取り組む課題:
次の三つの記述がレアジョブの中期事業戦略に関する文章の内容と一致するか、それぞれ「はい」か「いいえ」で答え、判断の根拠となる文章中の語句を正確に引用してください。
1. スピーキングテストの自動採点システムは、2020年度の実用化を目指している。
2. 「サーキットトレーニング」は、2019年10月から個人向けに試験提供されている。
3. スピーキングテストの採点は、現在は人が行っている。

604円
レアジョブのニュース
■市場環境と成長戦略
2. 中期事業戦略
レアジョブ<6096>は今後の成長戦略として、主力事業である英語関連事業の成長だけでなく、人材を取り巻く市場環境とニーズの変化に応えていくため、データをテコにして新規事業としてグローバルリーダー育成事業、キャリア関連事業を展開していくことで、更なる事業拡大を目指している。
(1) 英語関連事業
a) AIの活用で学習効果を向上
英語関連事業では、テクノロジーを用いて学習効率の向上と個別最適化できる仕組みを構築することで、誰でも英語が話せるようになる「成果」の提供を目指していく。学習成果は、「学習効率」×「学習の量」によって決まるが、AIやビッグデータ解析等のテクノロジーを活用していくことで、個別最適化による効率の改善や、動機付けによる量の向上を目指す取り組みを進めている。
一般的な学習の流れでは、アセスメント(個人の状態を正確に評価)を行い、アセスメント結果に基づいてレコメンド(個人に適した学習プラン/コンテンツを推奨)した後に、学習サービスを提供する。このうち、アセスメントではスピーキングテストの採点自動化への取り組みを進めている。現在は、人が採点しているため、人的リソースに依存しているが、今後、AI技術によって採点の自動化が実現すれば、採点期間の短縮による学習サイクルの効率化が図られるほか、採点コストの大幅圧縮による価格競争力の向上により、大規模な受検者向けにもサービス提供が可能となる。現在、CEFR-Jに準拠したスピーキングテストの自動採点システムを開発中で、2020年度の実用化を目指している。
また、レコメンドに関しても膨大な個人データをもとに分析して抽出された最適なプランの提案を行うシステムを開発している。学習コンテンツの提供では、既存の「レアジョブ英会話」のほか、米EdTech企業のVoxy, Inc.と提携を発表し、英語学習サービス「Voxy」※に対応したビジネス英会話総合学習トレーニング「サーキットトレーニング」を開発、2019年10月より法人向け限定でβ版サービスとして試験提供を開始している。「サーキットトレーニング」はインプット学習とアウトプット(オンラインレッスン)を完全に連動させたトレーニングサービスとなる。今回はビジネスシーンに特化したトレーニングで初級者を対象としたサービスとなっている。今後の予定は試験提供による効果検証を踏まえて決定していくことにしている。
※「Voxy」は世界150ヶ国、400万人以上が利用する英語学習サービスで、AIが学習者のレベルや回答内容を分析して、個別最適化された学習プログラムを作成、提供するサービスとなる。

保存データ:
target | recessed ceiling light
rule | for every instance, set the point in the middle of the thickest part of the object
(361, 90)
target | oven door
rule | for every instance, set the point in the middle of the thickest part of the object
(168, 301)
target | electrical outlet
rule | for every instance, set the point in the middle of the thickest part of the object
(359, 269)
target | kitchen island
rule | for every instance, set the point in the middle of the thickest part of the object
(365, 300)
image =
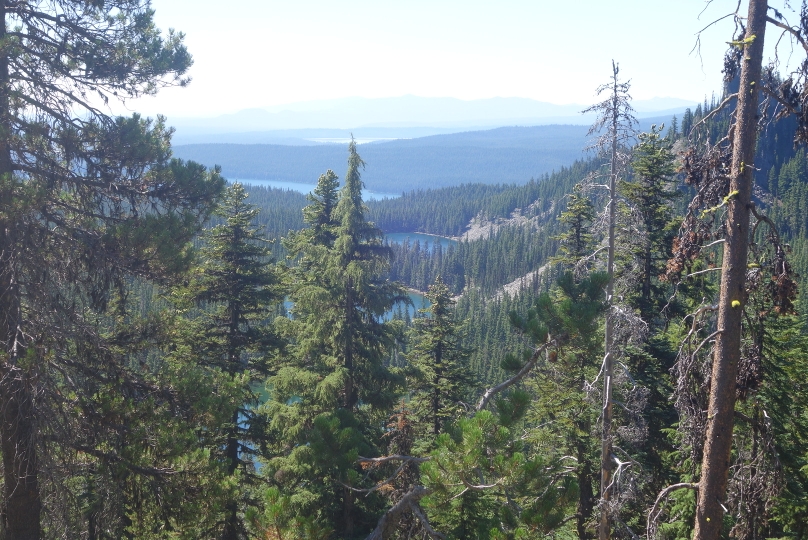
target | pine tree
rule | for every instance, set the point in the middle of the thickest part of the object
(616, 115)
(650, 195)
(86, 200)
(237, 289)
(335, 389)
(442, 378)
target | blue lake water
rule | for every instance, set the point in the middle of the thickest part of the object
(400, 238)
(308, 188)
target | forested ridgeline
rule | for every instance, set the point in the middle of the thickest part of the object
(164, 377)
(504, 155)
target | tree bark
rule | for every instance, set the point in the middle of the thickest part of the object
(718, 443)
(21, 502)
(604, 529)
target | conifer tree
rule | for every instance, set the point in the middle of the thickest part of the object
(237, 289)
(335, 389)
(577, 241)
(442, 378)
(616, 115)
(650, 195)
(86, 199)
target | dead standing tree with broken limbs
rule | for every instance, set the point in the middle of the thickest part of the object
(720, 214)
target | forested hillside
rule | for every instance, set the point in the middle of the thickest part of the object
(616, 349)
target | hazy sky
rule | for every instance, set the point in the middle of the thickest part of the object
(260, 53)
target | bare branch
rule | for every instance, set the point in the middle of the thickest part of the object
(516, 378)
(653, 515)
(795, 33)
(714, 112)
(390, 519)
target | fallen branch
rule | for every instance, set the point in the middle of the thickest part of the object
(387, 523)
(394, 457)
(491, 392)
(653, 515)
(714, 112)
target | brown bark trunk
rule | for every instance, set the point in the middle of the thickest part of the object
(21, 503)
(718, 443)
(604, 529)
(231, 525)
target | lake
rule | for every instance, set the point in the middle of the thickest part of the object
(308, 188)
(400, 238)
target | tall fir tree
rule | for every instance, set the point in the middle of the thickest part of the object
(237, 290)
(335, 390)
(438, 359)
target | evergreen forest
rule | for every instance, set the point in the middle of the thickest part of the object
(616, 349)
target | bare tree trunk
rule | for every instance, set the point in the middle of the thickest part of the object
(716, 460)
(22, 504)
(604, 530)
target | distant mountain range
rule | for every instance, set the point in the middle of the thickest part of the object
(390, 118)
(502, 155)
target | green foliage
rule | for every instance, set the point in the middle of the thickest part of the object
(334, 386)
(440, 378)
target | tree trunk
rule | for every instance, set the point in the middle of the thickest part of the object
(21, 494)
(231, 526)
(21, 503)
(718, 443)
(604, 530)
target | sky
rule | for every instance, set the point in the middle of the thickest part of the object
(265, 53)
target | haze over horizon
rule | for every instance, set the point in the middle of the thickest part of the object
(270, 54)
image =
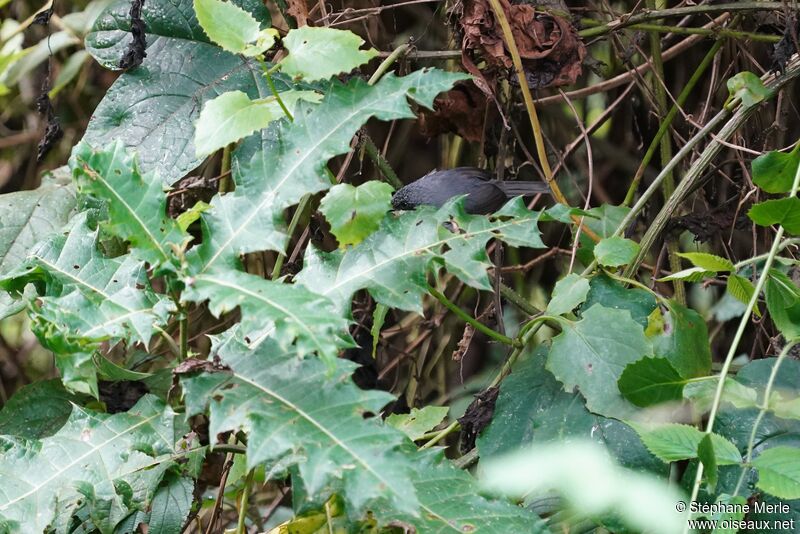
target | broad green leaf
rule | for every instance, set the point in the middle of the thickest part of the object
(733, 510)
(748, 87)
(774, 172)
(615, 251)
(708, 262)
(783, 303)
(319, 53)
(171, 505)
(37, 410)
(702, 394)
(742, 290)
(153, 108)
(611, 294)
(419, 421)
(191, 215)
(692, 274)
(86, 299)
(603, 221)
(393, 262)
(137, 203)
(779, 472)
(317, 422)
(228, 25)
(674, 442)
(592, 353)
(297, 413)
(708, 457)
(307, 319)
(569, 293)
(451, 501)
(591, 483)
(250, 218)
(682, 338)
(783, 211)
(27, 217)
(232, 116)
(356, 212)
(104, 465)
(651, 381)
(533, 407)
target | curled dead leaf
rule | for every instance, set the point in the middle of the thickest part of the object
(549, 46)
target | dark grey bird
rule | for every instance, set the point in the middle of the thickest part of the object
(484, 195)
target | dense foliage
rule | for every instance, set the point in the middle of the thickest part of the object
(226, 314)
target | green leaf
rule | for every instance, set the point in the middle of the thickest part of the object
(420, 421)
(651, 381)
(533, 407)
(783, 211)
(742, 289)
(232, 116)
(356, 212)
(188, 217)
(318, 422)
(611, 294)
(292, 313)
(153, 108)
(682, 338)
(590, 482)
(83, 468)
(319, 53)
(592, 353)
(783, 303)
(707, 456)
(569, 293)
(136, 202)
(708, 262)
(294, 163)
(27, 217)
(774, 171)
(229, 26)
(171, 505)
(393, 262)
(36, 411)
(748, 87)
(314, 421)
(86, 299)
(674, 442)
(702, 394)
(779, 472)
(615, 251)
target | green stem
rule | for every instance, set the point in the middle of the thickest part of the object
(248, 482)
(225, 176)
(268, 76)
(517, 300)
(665, 144)
(647, 15)
(299, 213)
(452, 427)
(667, 121)
(497, 336)
(386, 63)
(764, 407)
(380, 162)
(680, 30)
(737, 338)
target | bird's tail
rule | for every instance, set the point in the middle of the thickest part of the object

課題の解答:
1. はい。「2020年度の実用化を目指している」
2. いいえ。「2019年10月より法人向け限定でβ版サービスとして試験提供を開始している」
3. はい。「現在は、人が採点しているため」